Rewrite every row below, swapping "much obliged" for "very grateful" wherever it occurs and changing nothing else.

# INFORMATION PROVIDED:
|---|
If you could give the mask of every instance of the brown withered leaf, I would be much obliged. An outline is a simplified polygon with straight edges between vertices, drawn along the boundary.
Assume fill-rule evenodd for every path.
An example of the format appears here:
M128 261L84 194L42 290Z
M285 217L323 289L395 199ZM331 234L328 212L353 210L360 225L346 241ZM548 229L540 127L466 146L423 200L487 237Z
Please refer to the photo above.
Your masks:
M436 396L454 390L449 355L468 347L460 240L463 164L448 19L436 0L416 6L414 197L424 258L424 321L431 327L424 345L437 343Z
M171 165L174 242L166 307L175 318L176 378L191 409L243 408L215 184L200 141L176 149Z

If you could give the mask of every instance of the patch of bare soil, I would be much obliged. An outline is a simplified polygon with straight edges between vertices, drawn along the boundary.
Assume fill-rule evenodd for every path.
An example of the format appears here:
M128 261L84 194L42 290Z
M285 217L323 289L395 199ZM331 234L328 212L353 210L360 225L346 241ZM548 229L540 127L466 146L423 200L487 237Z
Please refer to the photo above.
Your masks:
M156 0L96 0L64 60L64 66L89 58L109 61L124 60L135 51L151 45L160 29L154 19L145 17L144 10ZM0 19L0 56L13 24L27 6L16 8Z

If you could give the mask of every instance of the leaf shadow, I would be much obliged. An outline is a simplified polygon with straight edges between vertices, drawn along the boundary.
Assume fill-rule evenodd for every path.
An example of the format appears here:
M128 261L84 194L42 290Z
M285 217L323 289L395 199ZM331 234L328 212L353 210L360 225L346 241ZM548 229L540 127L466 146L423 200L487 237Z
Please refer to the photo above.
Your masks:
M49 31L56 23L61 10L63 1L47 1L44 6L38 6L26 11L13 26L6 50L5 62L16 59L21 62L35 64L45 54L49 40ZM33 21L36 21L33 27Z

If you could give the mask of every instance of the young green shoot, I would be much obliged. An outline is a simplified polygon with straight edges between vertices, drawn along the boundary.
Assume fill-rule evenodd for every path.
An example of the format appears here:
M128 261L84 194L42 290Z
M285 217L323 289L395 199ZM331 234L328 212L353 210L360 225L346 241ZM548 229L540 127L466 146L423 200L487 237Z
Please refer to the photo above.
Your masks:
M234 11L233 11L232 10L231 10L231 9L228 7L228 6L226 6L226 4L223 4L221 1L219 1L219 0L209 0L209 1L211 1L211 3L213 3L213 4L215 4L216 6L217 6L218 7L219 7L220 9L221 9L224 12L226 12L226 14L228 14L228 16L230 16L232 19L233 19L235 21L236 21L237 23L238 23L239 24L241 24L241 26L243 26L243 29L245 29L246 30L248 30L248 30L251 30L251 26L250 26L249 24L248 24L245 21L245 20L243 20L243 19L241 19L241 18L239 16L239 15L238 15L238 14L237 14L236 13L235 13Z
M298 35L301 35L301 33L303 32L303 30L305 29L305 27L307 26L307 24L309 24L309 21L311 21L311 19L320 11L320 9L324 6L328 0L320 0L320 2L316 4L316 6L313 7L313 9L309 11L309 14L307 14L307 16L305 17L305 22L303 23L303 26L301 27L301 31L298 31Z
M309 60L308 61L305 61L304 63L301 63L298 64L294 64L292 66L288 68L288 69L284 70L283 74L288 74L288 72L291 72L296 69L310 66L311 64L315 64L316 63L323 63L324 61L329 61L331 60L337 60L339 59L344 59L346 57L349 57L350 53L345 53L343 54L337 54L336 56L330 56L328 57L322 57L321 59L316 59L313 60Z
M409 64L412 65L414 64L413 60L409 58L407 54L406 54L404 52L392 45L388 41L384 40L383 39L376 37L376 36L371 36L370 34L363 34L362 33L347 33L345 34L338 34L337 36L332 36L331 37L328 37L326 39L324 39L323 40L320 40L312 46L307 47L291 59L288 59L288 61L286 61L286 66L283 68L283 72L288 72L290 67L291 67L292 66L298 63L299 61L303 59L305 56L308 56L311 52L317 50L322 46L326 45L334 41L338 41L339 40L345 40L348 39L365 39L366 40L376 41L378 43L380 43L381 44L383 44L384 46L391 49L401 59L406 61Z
|---|
# WORKED ANSWER:
If you could give the mask of every instance of the brown withered leaf, I would be very grateful. An outline is a simplified polygon with straight edges between vertices, drawn along the boundary.
Assume fill-rule evenodd for every path.
An example of the format appears here:
M128 261L84 194L42 290Z
M285 217L323 289L395 199ZM331 234L328 212L353 210L360 225L346 241ZM548 229L540 127L466 146L423 200L487 237Z
Please refer to the photo above.
Your masks:
M436 396L454 390L449 355L468 347L460 240L463 164L448 19L436 0L416 6L414 197L424 258L424 321L431 327L424 345L437 343Z
M171 165L174 242L166 307L175 318L176 378L191 409L243 408L215 184L200 141L176 149Z

If you could give the mask of every instance of the patch of bare soil, I would be very grateful. An outline is a simplified polygon with straight edges between vertices, drawn along the boundary.
Assume fill-rule evenodd for every path.
An example of the format appears here:
M128 261L84 194L42 290Z
M285 217L323 289L395 199ZM331 234L328 212L353 210L360 225L346 241ZM548 229L540 127L466 146L423 200L487 237Z
Please refer to the photo above.
Your masks:
M156 0L96 0L64 60L64 66L89 58L109 61L124 60L135 51L151 45L160 29L154 19L145 17L144 10ZM0 19L0 56L13 24L27 6L16 8Z

If you could give the mask of every instance of the leaf shadow, I would be very grateful. An outline is a simplified polygon with straight edges between vertices, drawn along the boundary.
Assume fill-rule evenodd for every path.
An example of the format appears here:
M128 261L84 194L42 290Z
M285 217L323 289L395 199ZM331 234L328 212L353 210L360 225L346 241ZM548 229L540 127L466 146L423 200L487 237Z
Please refer to the photo above.
Your masks:
M49 31L56 23L61 10L63 1L47 1L44 6L38 6L26 11L13 26L6 50L5 62L16 59L21 62L35 64L45 54L49 40ZM33 21L36 21L33 27Z

If you could give the mask of every instance of the young green shoot, I would be very grateful. An outline is a simplified polygon with straight edges between vertices, drawn along the boundary.
Assume fill-rule evenodd for every path.
An example of the format appears here:
M128 261L84 194L42 290Z
M285 217L323 289L395 199ZM331 234L328 212L353 210L360 225L346 241ZM548 229L540 127L466 146L423 200L487 237Z
Please refer to the photo above.
Your masks:
M234 11L233 11L232 10L231 10L231 9L228 7L228 6L226 6L226 4L223 4L221 1L219 1L219 0L209 0L209 1L211 1L211 3L213 3L213 4L215 4L216 6L217 6L218 7L219 7L220 9L221 9L224 12L226 12L226 14L228 14L228 16L230 16L232 19L233 19L235 21L236 21L237 23L238 23L239 24L241 24L241 26L243 26L243 29L245 29L246 30L248 30L248 30L251 30L251 26L250 26L249 24L248 24L245 21L245 20L243 20L243 19L241 19L241 18L239 16L239 15L238 15L238 14L237 14L236 13L235 13Z
M298 35L301 35L301 33L303 32L303 30L305 29L305 27L307 26L307 24L309 24L309 21L311 21L311 19L320 11L320 9L324 6L328 0L320 0L320 2L316 4L316 6L313 7L313 9L309 11L309 14L307 14L307 16L305 17L305 22L303 23L303 26L301 27L301 31L298 31Z
M309 60L308 61L305 61L304 63L301 63L298 64L294 64L292 66L288 68L288 69L284 70L283 74L288 74L288 72L291 72L296 69L310 66L311 64L315 64L316 63L323 63L324 61L329 61L331 60L337 60L339 59L344 59L346 57L349 57L350 53L345 53L343 54L337 54L336 56L330 56L328 57L322 57L321 59L316 59L313 60Z
M409 64L412 65L414 64L413 60L409 58L407 54L406 54L404 52L392 45L388 41L384 40L383 39L376 37L376 36L371 36L370 34L363 34L362 33L347 33L345 34L338 34L337 36L332 36L331 37L328 37L326 39L324 39L323 40L320 40L312 46L307 47L291 59L288 59L288 61L286 61L286 66L283 68L283 72L288 72L290 67L291 67L292 66L298 63L299 61L303 59L305 56L308 56L311 52L317 50L322 46L326 45L334 41L338 41L339 40L345 40L348 39L365 39L366 40L376 41L378 43L380 43L381 44L383 44L384 46L391 49L401 59L406 61Z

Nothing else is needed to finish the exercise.